Propos recueillis par Francis Cossu

Qui est Anaïs Nin ? Qu’avez-vous en commun ? Comment situez-vous cette pièce dans votre parcours ?


Élise Vigier : Pendant le confinement, je me suis mise à lire les nouvelles d’Anaïs Nin. Lecture qui collait alors parfaitement à mon envie de douceur. Je découvre une autrice qui, surtout dans les nouvelles du début de sa vie d’artiste, cherche à raconter le désir. Ces nouvelles m’ont intéressée parce qu’il y est toujours question d’amour, de la façon dont il permet de découvrir des endroits inattendus de nous-même. Elles sont complètement composites, ce sont des nouvelles fantastiques. À travers elles, il est possible de deviner la personnalité de cette femme, franco-cubaine, qui écrit en anglais-américain, aime le flamenco... Elle a une façon particulière de se saisir de la réalité, d’être en dedans et en dehors. C’est une autrice plurielle, insaisissable, sans arrêt penchée sur les avatars d’elle-même qui écrit sur ce qu’elle vit. J’aime aussi son côté non réaliste car, en général, le réalisme du monde l’accable. J’ai trouvé également une autrice qui a un attachement particulier à l’humain, qu’elle étudie au microscope. Elle regarde ce qui peut le modifier, le révéler, au sens magique du terme. Cette capacité à croire que l’art peut avoir une fonction magique est sans aucun doute ce qui me rapproche le plus d’elle. Elle croit que la littérature peut créer des dialogues entre des vivants et les morts. Elle croit que le fantastique, le merveilleux de la littérature, peuvent être aussi forts que l’amour, que la vie.

**Objectif:** Recopiez intégralement, sans rien modifier, l'entretien sur Anaïs Nin reproduit ci-dessus.

**Données brutes:**
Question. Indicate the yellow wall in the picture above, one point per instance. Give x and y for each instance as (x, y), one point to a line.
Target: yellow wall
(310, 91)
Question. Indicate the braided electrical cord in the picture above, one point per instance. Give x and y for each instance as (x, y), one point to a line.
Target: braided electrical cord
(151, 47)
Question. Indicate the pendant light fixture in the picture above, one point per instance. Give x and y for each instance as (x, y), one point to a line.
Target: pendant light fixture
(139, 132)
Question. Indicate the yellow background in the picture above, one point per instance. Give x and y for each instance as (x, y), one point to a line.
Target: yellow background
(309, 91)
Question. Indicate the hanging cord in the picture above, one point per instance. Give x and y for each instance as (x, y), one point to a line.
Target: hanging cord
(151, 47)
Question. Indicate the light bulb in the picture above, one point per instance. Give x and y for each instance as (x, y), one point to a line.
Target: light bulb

**Réponse détaillée:**
Propos recueillis par Francis Cossu

Qui est Anaïs Nin ? Qu’avez-vous en commun ? Comment situez-vous cette pièce dans votre parcours ?


Élise Vigier : Pendant le confinement, je me suis mise à lire les nouvelles d’Anaïs Nin. Lecture qui collait alors parfaitement à mon envie de douceur. Je découvre une autrice qui, surtout dans les nouvelles du début de sa vie d’artiste, cherche à raconter le désir. Ces nouvelles m’ont intéressée parce qu’il y est toujours question d’amour, de la façon dont il permet de découvrir des endroits inattendus de nous-même. Elles sont complètement composites, ce sont des nouvelles fantastiques. À travers elles, il est possible de deviner la personnalité de cette femme, franco-cubaine, qui écrit en anglais-américain, aime le flamenco... Elle a une façon particulière de se saisir de la réalité, d’être en dedans et en dehors. C’est une autrice plurielle, insaisissable, sans arrêt penchée sur les avatars d’elle-même qui écrit sur ce qu’elle vit. J’aime aussi son côté non réaliste car, en général, le réalisme du monde l’accable. J’ai trouvé également une autrice qui a un attachement particulier à l’humain, qu’elle étudie au microscope. Elle regarde ce qui peut le modifier, le révéler, au sens magique du terme. Cette capacité à croire que l’art peut avoir une fonction magique est sans aucun doute ce qui me rapproche le plus d’elle. Elle croit que la littérature peut créer des dialogues entre des vivants et les morts. Elle croit que le fantastique, le merveilleux de la littérature, peuvent être aussi forts que l’amour, que la vie.